Di dalam ajaran Islam, usaha yang paling mulai adalah berdagang (al-mu’min al-muharrif). Tapi Allah Swt juga banyak mencabut keberkahan usaha pedagang yang telah naik pangkat menjadi majikan. Gara-garanya pedagang itu menyepelekan setetes keringat buruh yang memanggul barang dagangnya.
Diriwayatkan dari Umar bin Khattab, saat beliau duduk bersama Rasulullah Saw. Entah kenapa panutan sahabat itu tiba-tiba tertawa sehingga membuat penasaran Umar bin Khattab dan lalu bertanya, “wahai Rasulullah, demi ayah ibuku ada apa gerangan yang membuatmu tertawa?”
Rasulullah Saw menjawab, “Aku melihat dua orang sedang di hadapan persidangan Allah. Salah satu mengadukan satu orang yang lain kepada Allah: Ya Allah, dia telah berbuat lalim kepaduku, maka aku tuntut dia di hadapan-Mu. Allah lalu memerintahkan malaikat untuk mengambil milik orang yang melakukan kelaliman itu”.
Setelah diperiksa malaikat tidak menemukan satupun peninggalannya kecuali hutang amalan. Allah Swt kemudian memerintahkan malaikat agar menumpuk tanggungan orang yang dilalimi itu di atas tumpukan tanggungan orang yang berbuat lalim.

* * * *

#### TANTANGAN:
• a. Dalam teks tentang pedagang dan buruh, siapa yang bertanya kepada Rasulullah Saw tentang sebab beliau tertawa?
• b. Teruskan teks tentang pedagang dan buruh setelah kalimat terakhirnya.

#### KUMPULAN CATATAN:
* * * *

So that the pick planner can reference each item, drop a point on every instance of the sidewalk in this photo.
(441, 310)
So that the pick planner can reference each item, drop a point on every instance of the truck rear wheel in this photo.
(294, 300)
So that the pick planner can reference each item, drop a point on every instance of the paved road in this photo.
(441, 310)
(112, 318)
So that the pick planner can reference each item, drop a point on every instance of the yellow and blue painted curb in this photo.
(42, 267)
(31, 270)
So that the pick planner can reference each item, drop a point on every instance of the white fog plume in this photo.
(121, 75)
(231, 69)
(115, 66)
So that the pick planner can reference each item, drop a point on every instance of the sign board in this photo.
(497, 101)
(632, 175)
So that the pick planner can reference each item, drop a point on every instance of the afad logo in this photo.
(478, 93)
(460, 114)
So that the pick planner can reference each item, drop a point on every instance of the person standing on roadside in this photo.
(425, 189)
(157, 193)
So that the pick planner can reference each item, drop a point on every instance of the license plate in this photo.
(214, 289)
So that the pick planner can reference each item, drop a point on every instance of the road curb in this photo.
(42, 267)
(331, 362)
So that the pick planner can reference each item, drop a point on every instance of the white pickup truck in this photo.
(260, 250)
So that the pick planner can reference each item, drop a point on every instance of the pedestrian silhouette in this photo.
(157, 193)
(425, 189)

* * * *

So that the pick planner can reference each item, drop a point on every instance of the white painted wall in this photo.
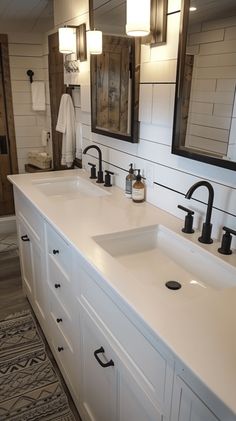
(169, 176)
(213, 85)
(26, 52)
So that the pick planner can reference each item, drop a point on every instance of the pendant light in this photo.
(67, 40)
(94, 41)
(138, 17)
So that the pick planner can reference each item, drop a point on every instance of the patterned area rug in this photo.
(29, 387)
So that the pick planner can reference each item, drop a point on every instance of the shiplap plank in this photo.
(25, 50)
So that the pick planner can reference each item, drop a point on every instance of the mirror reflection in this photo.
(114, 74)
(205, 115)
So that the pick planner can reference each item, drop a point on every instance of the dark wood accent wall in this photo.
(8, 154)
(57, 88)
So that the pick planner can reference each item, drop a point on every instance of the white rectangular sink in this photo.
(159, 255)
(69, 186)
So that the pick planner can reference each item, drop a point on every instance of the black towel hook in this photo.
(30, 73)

* * * *

#### JAWABAN LATIHAN:
• a. Umar bin Khattab.

• b.
Tidak menghargai jerih payah dan tetesan keringat orang lain yang memiliki andil dalam kesuksesan kita adalah salah satu perbuatan lalim. Oleh sebab itulah Rasulullah berpesan kepada para majikan, “Bayarlah upah (pekerjamu) sebelum kering keringatnya.” (HR. Al-Tabrani, Abu Ya’la, dan Ibn Majah).
Dalam sebuah hadits qudsi juga dijelaskan, “Ada tiga kelompok dimana Aku menjadi penegak keadilan diantara mereka: yaitu (salah satunya) buruh yang telah melakukan tugas tapi tidak dipenuhi upahnya majikan).” (HR. Bukhori, Ibnu Majah dan imam lainnya).
Saudagar, konglomerat atau apapun namanya biasa berpikir keuntungan. Dorongan ini seringkali mempengaruhi kehendak untuk menekan bawahan, karyawan dan buruh agar bekerja semaksimalnya tapi diupah semurahnya. Padahal kesuksesan dan kekayaan yang didapat konglomerat bukan hanya dari cucuran keringat tapi juga seruan doa dari seluruh anggota keluarga buruh.
Konglomerat, pengusaha, dan pedagang yang dermawan pasti didoakan banyak orang yang memiliki hubungan pemenuhan hajat hidup dengan mereka. Istri dan anak-anak serta orang tua buruh pasti mendoakan “pahlawan keluarga” mereka agar dimudahkan seluruh urusannya dan dilimpahkan rizkinya. Seperti snowball, pada akhirnya doa itu juga mengenai para majikan dan saudagar.
Putra dari Ibnu Umar berkisah dari cerita Rasulullah Saw, bahwa suatu saat ada tiga orang berkelana ke luar kota dan tiba-tiba turun hujan badai. Mereka memutuskan berteduh di dalam goa menunggu reda. Rupanya hujan deras menyebabkan longsor batu besar hingga menutupi mulut goa itu.
Ketiga orang yang didalam gua itupun panik karena takut terpendam mati. Usaha mereka menyingkirkan batu yang menutupi pintu gua tak segera membuahkan hasil. Kewalahan mereka mendorong untuk tawakkal kepada Allah. Mereka bermunajat sambil tawasul dengan amal soleh mereka.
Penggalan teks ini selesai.